SOURCE
+ + + + +

But even though I hate standing out and would not rebel for the sake of rebelling, I find it hard to make myself fit in if it involves changing something that’s important to me (and, being autistic, even quite minor things are really important to me, if they’re part of my routine and regular way of living).
It’s complicated by the fact that I would describe myself as Modern Orthodox, but there isn’t really a vibrant MO community in the UK (I mean YU-type level of observance and outlook). I belong to a synagogue that would probably be described as moderate Yeshivish in US terms (I’ve almost never heard anyone say ‘Yeshivish’ in the UK) because it’s the best – or least worst – fit in many ways, but in some ways it’s a bad fit.
I still dress in a particular way. I’m almost the only person who wears a kippa sruga (which I don’t do for ideological reasons, but because I have dandruff and a kippah srugah can go in the washing machine which a suede one can’t!) and I’m the only person who wears non-white shirts on Shabbat. I know that this makes me stand out and I don’t want to stand out,but I don’t want to change who I am either.
There is bigger stuff that I keep private, though, certain beliefs and opinions that would not be considered strange in an MO community, but would be here, like attitudes to Torah/science controversies or academic Bible criticism. I worry a bit about people seeing my bookshelves one day. And I’m very worried about being ‘outed’ as a Doctor Who fan which does not seem appropriate. (Last year a friend (not from the community) dared me to dress up as the Doctor for Purim and I chickened out. Not sure what I’ll do this year.) I worry that if the Doctor Who book I’m writing gets published, word will get out in the community and I don’t know what the response will be. People in the community own TVs, but at the same time it’s something that is not talked about and looked down on and seen as a concession to weakness.
The other hard thing is being single. So much of the frum community is geared up to families. Being an “older single ” (I hate that phrase) is tough. I try to force myself to go to family social events at shul sometimes, but I’ve noticed I’m the only single/childless person there. There are a few other singles in the community (I think mostly divorced/widowed rather than unmarried), but the community basically assumes, with some justification a life trajectory that goes: school –> yeshiva/sem –> marriage –> children and career/housewifing. I’ve missed almost all the points on that flow diagram and it’s difficult.

+ + + + +

DATASET CONTENT
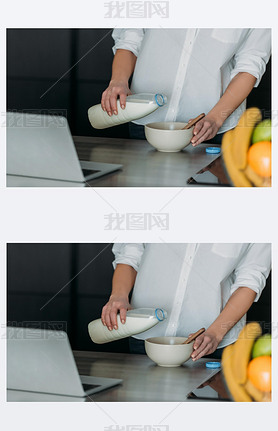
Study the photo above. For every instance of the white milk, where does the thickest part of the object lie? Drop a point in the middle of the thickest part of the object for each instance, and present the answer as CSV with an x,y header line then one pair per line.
x,y
137,106
137,321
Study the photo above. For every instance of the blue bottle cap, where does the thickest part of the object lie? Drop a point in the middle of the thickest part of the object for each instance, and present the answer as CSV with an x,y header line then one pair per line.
x,y
213,150
213,364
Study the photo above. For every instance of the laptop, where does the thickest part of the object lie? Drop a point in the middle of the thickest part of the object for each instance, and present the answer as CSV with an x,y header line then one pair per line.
x,y
41,146
40,360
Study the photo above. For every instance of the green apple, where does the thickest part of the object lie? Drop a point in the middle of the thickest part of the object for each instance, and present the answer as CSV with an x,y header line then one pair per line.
x,y
262,346
262,132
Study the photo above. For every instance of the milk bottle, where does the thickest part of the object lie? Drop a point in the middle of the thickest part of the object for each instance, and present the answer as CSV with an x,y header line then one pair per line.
x,y
137,321
137,106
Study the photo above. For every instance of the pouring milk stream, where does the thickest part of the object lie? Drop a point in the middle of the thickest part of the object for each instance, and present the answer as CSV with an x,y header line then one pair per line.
x,y
137,321
137,106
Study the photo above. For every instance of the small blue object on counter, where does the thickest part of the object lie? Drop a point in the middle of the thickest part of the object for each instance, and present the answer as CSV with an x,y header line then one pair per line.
x,y
213,150
213,364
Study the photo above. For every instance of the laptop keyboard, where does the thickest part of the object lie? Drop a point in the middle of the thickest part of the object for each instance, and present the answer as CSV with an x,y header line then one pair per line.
x,y
87,387
87,172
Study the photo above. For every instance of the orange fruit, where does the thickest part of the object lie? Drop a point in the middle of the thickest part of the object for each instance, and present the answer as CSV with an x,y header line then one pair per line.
x,y
259,373
259,158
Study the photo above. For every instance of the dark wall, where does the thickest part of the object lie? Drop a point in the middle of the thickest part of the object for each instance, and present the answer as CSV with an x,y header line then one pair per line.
x,y
38,59
37,272
68,284
75,63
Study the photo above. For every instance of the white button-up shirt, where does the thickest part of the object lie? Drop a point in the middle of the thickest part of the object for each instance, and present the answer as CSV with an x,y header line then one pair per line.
x,y
193,282
193,67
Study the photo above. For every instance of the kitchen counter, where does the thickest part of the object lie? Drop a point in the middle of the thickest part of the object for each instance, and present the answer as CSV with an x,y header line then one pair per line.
x,y
143,166
142,380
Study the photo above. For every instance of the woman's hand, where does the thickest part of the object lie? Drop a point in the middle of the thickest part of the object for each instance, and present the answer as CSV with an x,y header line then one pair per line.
x,y
205,129
110,95
110,310
205,344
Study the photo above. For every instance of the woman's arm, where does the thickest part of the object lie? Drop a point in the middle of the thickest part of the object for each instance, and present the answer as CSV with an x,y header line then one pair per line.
x,y
236,92
238,304
122,283
122,68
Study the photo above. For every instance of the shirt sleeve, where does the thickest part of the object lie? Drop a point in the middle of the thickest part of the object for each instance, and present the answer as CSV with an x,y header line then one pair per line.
x,y
253,269
128,38
129,254
253,54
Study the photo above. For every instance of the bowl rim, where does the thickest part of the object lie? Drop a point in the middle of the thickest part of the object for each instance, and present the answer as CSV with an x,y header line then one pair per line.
x,y
148,340
150,127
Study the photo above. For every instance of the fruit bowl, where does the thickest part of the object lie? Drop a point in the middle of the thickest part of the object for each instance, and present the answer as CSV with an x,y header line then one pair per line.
x,y
246,365
246,151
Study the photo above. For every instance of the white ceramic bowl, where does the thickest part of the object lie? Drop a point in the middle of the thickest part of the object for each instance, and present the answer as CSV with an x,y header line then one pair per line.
x,y
167,136
168,351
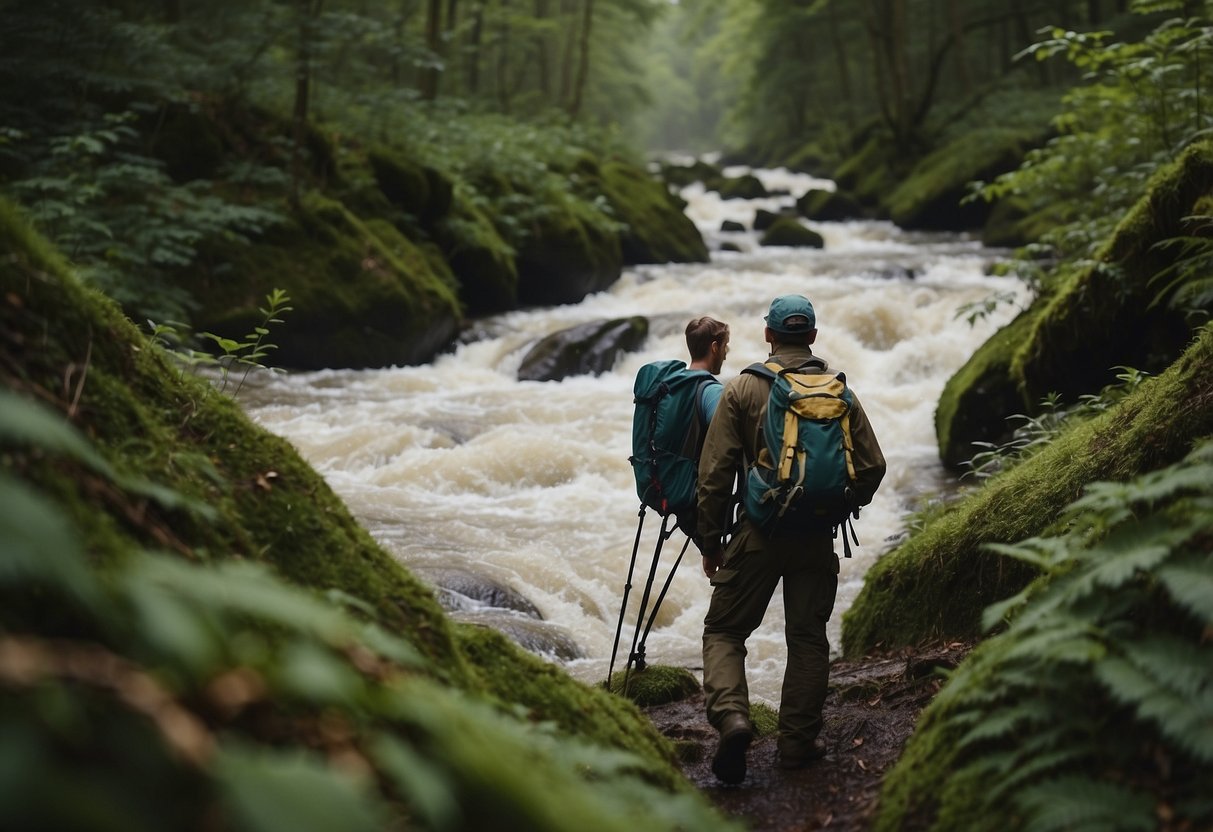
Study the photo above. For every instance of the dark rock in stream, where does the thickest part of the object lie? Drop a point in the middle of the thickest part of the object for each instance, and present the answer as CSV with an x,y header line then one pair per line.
x,y
539,637
587,348
462,590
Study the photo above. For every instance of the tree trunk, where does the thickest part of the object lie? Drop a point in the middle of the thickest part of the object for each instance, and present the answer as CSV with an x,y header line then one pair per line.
x,y
579,86
428,85
473,52
956,18
541,51
840,49
308,10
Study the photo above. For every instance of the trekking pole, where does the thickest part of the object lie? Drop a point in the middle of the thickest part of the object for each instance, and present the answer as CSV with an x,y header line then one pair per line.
x,y
627,588
661,597
644,605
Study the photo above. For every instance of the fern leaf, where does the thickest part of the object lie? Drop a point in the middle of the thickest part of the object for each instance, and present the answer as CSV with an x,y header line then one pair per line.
x,y
1186,722
1081,804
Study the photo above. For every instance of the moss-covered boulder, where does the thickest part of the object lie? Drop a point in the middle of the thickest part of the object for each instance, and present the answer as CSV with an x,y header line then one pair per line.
x,y
656,229
218,638
932,197
679,176
1091,696
978,399
565,257
363,294
417,189
829,206
1092,320
656,684
747,186
480,260
586,348
937,583
791,232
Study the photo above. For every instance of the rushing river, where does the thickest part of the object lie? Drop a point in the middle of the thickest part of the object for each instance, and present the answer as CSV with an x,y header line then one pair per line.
x,y
457,468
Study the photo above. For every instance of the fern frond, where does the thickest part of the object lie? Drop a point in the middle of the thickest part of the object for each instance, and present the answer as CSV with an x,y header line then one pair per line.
x,y
1081,804
1188,722
1190,585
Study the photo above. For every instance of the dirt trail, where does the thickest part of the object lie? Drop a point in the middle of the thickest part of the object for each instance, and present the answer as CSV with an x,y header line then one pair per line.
x,y
870,712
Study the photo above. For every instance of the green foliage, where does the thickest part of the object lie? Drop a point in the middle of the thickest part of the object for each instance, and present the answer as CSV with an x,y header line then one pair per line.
x,y
249,352
1035,432
1093,708
1139,104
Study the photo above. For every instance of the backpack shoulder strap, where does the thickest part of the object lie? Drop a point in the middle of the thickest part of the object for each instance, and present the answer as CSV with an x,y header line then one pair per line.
x,y
767,371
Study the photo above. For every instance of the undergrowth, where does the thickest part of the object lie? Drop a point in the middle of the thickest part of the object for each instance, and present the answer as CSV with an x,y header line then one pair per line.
x,y
1092,707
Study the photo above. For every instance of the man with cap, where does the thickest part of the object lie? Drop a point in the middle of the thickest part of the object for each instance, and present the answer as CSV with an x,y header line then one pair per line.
x,y
745,573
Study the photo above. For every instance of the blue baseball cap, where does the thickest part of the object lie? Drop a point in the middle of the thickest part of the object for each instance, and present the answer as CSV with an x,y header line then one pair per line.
x,y
791,314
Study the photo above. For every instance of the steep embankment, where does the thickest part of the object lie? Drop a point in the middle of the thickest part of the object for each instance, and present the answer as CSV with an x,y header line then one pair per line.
x,y
195,632
1070,340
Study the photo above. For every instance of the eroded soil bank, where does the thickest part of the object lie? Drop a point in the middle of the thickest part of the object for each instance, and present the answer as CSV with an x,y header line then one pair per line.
x,y
870,712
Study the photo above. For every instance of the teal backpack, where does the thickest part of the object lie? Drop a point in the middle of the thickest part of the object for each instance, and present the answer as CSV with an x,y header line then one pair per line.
x,y
803,477
667,436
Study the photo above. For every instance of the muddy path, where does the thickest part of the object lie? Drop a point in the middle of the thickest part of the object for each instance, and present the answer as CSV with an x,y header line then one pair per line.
x,y
870,712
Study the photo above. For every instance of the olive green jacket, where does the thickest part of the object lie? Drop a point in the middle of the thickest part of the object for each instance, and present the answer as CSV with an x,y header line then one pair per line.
x,y
732,444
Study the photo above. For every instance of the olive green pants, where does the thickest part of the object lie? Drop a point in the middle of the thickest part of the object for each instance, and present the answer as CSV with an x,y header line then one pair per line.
x,y
741,591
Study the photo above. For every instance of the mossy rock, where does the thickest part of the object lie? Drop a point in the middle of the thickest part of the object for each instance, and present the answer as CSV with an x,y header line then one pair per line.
x,y
146,416
747,186
567,257
978,399
935,585
550,695
656,684
362,294
932,197
586,348
658,229
829,206
188,142
867,172
482,261
1106,317
681,176
790,232
1093,319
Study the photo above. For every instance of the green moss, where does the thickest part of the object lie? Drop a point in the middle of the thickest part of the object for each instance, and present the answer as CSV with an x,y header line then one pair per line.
x,y
930,197
548,695
1106,315
482,261
658,684
935,583
658,231
791,232
362,294
178,432
979,397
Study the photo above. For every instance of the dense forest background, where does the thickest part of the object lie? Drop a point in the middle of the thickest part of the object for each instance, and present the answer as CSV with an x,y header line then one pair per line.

+ + + + +

COMPLETE THE FOLLOWING
- A) Answer these from the text on fitting into a synagogue community:
(i) What practical reason does the writer give for wearing a kippa sruga?
(ii) What did a friend dare the writer to do for Purim last year?
(iii) What life trajectory does the community assume, according to the writer?
- B) Reproduce a passage from the text on fitting into a synagogue community, starting at the words "I still dress" and stopping after the words "I am either.".

PER-TASK ANSWERS
- A)
(i) The writer has dandruff, and a kippa sruga can go in the washing machine, which a suede one can't.
(ii) Dress up as the Doctor for Purim.
(iii) School, then yeshiva/sem, then marriage, then children and career/housewifing.

- B)
I still dress in a particular way. I’m almost the only person who wears a kippa sruga (which I don’t do for ideological reasons, but because I have dandruff and a kippah srugah can go in the washing machine which a suede one can’t!) and I’m the only person who wears non-white shirts on Shabbat. I know that this makes me stand out and I don’t want to stand out,but I don’t want to change who I am either.